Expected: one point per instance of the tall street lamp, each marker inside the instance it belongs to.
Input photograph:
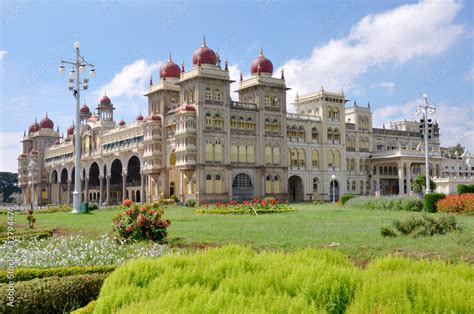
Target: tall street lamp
(423, 110)
(333, 178)
(75, 85)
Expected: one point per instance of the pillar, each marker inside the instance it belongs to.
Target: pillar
(107, 197)
(69, 191)
(401, 184)
(142, 188)
(124, 186)
(101, 189)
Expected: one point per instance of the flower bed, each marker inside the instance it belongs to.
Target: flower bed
(460, 204)
(265, 206)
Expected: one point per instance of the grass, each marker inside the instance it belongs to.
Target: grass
(233, 279)
(355, 232)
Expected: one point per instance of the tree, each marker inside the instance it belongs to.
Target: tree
(419, 183)
(458, 148)
(8, 184)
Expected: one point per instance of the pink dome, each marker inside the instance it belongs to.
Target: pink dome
(34, 127)
(204, 55)
(266, 66)
(170, 69)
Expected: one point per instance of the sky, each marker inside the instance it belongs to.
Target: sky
(387, 53)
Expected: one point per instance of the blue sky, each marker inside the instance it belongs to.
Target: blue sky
(386, 52)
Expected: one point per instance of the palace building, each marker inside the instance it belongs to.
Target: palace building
(197, 143)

-------------------------

**What you are asked to do:** Pictures are to be left out; please print the rest of the records above word for word.

**Output for this task:**
Expected: one point per instance of the tall street lamp, each marker inside the instance it belongs to.
Input photograph:
Target: tall street lamp
(423, 110)
(333, 178)
(75, 85)
Expected: one point per instance of the pillar, each marker inside the instance it belongs to.
Target: pillar
(107, 197)
(69, 191)
(401, 184)
(142, 188)
(124, 186)
(101, 189)
Expected: one point per instance of the flower bed, each marker inside the instance it belongs to.
Target: flower bed
(460, 204)
(265, 206)
Expected: one point per instance of the grass, each marker inside the instance it belongs to.
Target: grass
(233, 279)
(355, 232)
Expected: one point per instance of the tree, each marker inside the instance it belongs to.
Target: tree
(419, 183)
(458, 148)
(8, 184)
Expected: one point per instance of the pink dome, each marker inside the instance it belongs to.
Target: pink dome
(34, 127)
(204, 55)
(266, 66)
(170, 69)
Expected: one point per instance of the sky, each marker inside the instance it belongs to.
Target: sky
(387, 53)
Expected: one point per instance of the blue sky, each marker inside the instance it belongs to.
Target: blue sky
(386, 52)
Expected: one point per instance of the palace building, each marker inside the instance it belongs to.
Target: palace building
(197, 143)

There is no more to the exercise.